■ **Requirement**:
Write down every entry below once more, exactly.
(Listed records Opens)
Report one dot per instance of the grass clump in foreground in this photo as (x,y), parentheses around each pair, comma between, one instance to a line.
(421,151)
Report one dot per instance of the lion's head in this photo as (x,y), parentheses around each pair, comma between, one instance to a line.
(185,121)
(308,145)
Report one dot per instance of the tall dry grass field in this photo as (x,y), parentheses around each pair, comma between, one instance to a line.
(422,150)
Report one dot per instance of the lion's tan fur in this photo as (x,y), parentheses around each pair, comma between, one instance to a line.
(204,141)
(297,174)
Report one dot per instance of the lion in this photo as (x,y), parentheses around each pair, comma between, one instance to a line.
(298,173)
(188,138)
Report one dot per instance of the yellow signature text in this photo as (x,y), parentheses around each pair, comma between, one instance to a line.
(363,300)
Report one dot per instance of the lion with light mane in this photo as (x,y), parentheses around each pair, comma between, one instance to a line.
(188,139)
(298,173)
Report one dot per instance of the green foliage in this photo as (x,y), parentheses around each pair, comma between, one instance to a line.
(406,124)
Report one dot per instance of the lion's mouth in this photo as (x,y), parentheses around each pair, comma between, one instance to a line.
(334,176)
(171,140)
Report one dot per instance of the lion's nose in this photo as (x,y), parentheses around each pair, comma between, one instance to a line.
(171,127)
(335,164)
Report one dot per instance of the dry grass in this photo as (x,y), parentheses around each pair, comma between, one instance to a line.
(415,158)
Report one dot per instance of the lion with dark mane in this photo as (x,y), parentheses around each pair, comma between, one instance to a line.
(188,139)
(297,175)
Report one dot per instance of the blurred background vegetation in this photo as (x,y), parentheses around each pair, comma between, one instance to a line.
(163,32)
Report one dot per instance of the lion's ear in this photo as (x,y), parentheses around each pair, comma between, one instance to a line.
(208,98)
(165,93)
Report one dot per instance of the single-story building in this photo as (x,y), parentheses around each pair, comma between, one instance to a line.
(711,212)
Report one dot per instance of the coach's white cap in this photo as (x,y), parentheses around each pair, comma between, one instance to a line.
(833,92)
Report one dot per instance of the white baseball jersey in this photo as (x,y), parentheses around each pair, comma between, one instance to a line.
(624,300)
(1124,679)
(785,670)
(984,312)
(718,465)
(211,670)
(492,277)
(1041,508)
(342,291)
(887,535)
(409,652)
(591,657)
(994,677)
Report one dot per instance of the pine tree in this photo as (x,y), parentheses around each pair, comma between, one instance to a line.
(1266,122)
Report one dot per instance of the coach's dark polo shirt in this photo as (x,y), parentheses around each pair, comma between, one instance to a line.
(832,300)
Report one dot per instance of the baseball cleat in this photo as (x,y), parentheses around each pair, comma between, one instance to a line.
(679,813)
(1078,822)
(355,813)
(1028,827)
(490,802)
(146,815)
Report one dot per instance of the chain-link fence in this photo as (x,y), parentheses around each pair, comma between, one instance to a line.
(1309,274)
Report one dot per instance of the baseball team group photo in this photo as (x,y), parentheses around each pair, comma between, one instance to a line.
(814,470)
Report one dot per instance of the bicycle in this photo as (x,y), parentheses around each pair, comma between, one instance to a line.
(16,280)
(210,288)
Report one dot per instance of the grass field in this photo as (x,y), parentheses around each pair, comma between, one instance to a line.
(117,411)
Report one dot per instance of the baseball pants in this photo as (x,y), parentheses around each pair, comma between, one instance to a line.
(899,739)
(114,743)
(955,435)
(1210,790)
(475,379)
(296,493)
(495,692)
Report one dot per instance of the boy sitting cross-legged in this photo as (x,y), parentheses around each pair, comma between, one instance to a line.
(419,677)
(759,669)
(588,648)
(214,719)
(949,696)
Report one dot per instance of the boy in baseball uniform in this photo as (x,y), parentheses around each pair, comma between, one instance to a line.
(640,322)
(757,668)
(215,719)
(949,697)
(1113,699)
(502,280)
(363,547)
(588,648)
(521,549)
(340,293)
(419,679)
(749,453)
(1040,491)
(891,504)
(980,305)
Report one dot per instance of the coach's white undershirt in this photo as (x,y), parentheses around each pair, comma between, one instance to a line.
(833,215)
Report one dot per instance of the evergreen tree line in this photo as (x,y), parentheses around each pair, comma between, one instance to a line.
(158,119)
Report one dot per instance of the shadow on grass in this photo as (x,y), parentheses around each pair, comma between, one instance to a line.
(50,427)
(Listed records Closes)
■ **Exercise answer**:
Report one dot per instance of the grass clump in foreground in this photo as (x,y), parentheses around each pair, comma between, one instance to a line.
(421,151)
Report one dot per instance of the lion's head in this photo as (x,y), parentheses around each pair, comma between, one instance to a line.
(185,121)
(308,145)
Report one dot per instance of the tall dry grass field in this photo as (x,y), parentheses around each pair, comma between, one instance to a line.
(422,150)
Report one dot per instance of the lion's tan fur in this photo as (x,y), parentheses around each pair, comma between, one instance to a line.
(204,141)
(297,174)
Report one dot per instance of the lion in this photo as (x,y), parentheses around each pair, comma between, one instance to a line.
(298,173)
(188,138)
Report one dot per instance of the yellow signature text in this photo as (x,y), parentheses around each pair, comma between, one instance to a line.
(363,300)
Report one dot per instance of the lion with light mane in this photo as (x,y), parentheses around each pair, comma between, one instance to a line.
(188,139)
(298,173)
Report one dot per instance of the green foliage in this photo as (x,y), parentheses around each pair, comma between, one instance to a line.
(406,124)
Report one dot per instance of the lion's mouth in this photo as (x,y), parentheses around each pair, comma between, one instance to a line.
(334,176)
(171,140)
Report one dot per instance of the lion's nose in this photo as (x,y), parentheses around each pair, comma between, one instance to a line.
(171,127)
(335,164)
Report one dot per instance of the dry grass in this photo as (x,y), parentheses around each pair, comma between, one instance to a line.
(415,158)
Report one dot per instance of the lion with dark mane in this photo as (x,y), parentheses around each pair, comma between, one instance to a line.
(188,139)
(297,175)
Report one dot per instance of the blurred background vegetation in this photo as (x,y), parentheses around each pair, comma between, one instance to a line.
(163,32)
Report one dot per instance of the lion's ear in this photo as (x,y), parentheses around each pair, comma between, one instance to a line.
(208,98)
(165,93)
Report one dot per instance of the single-story building in this photo as (x,y), parentheses around each pair, comma between, one instance to a line.
(711,212)
Report one dot per instance of the coach's white cap in this photo as (x,y), parentheses around each pair, comma between, one instance to a line.
(833,92)
Report one dot per instance of the white baseball jersey in this photo as (x,y), parentheses around each pair, comma between, one instance to a line.
(624,300)
(1124,679)
(785,670)
(984,312)
(718,465)
(211,670)
(492,277)
(1041,508)
(342,291)
(887,535)
(409,652)
(591,657)
(994,677)
Report one dot per instance of the pine tree in this photo as (x,y), parentheses around each pair, comma between, one instance to a line.
(1266,122)
Report one dot per instance of the coach's dark polo shirt in this photo as (x,y), parentheses around each pair, comma between, one instance to a line.
(832,300)
Report one dot per instance of the baseball cleat in this photo as (x,y), parentheses around each pair, comma between, one instance to a line.
(679,813)
(1078,822)
(355,813)
(1028,827)
(490,802)
(146,815)
Report one dot per instance of the chain-link fence in this photo as (x,y), parentheses around each pair, comma between, one instance to a line.
(1309,274)
Report one dot per instance of the baseball team group photo in this photo as (x,y), parentheses around each pair, comma between, one instance to a line.
(814,470)
Report one dot per instance of the bicycle in this photo as (x,y), parentheses around each pair, comma between, one instance to a line.
(16,280)
(210,288)
Report one dot per instance of the grass field in this photo as (x,y), parentheses around each pair, comma between, one instance to a line.
(117,411)
Report one dot per instance of the baseball pants in this photo as (x,y), parentheses around each pair, comma between, one instance to a line.
(899,739)
(114,743)
(955,435)
(1210,790)
(475,379)
(296,493)
(495,692)
Report one dot per instance of the boy sitting cross-legged in this photo as (x,y), parentheses around each pair, comma between, one instance to a line.
(419,677)
(759,669)
(588,648)
(214,719)
(949,696)
Report one dot per instance of the boy in baseball uniform in this photo as (x,y), parentheses around each pair, comma between, one instance to a line.
(640,322)
(757,668)
(215,719)
(949,697)
(1113,699)
(502,280)
(363,547)
(588,648)
(521,549)
(340,293)
(419,679)
(749,453)
(1040,491)
(891,504)
(980,305)
Report one dot per instance of the coach's white undershirt in this photo as (x,y), parentheses around each pair, comma between, one instance to a line.
(833,215)
Report one dot per instance of the evergreen tree line in this photo as (x,y), parentheses around each pair, comma between, one instance to a line.
(158,119)
Report one dot per instance of the shadow on grass in this photo as (x,y), parentheses around each pair, comma between, one instance to a line.
(50,427)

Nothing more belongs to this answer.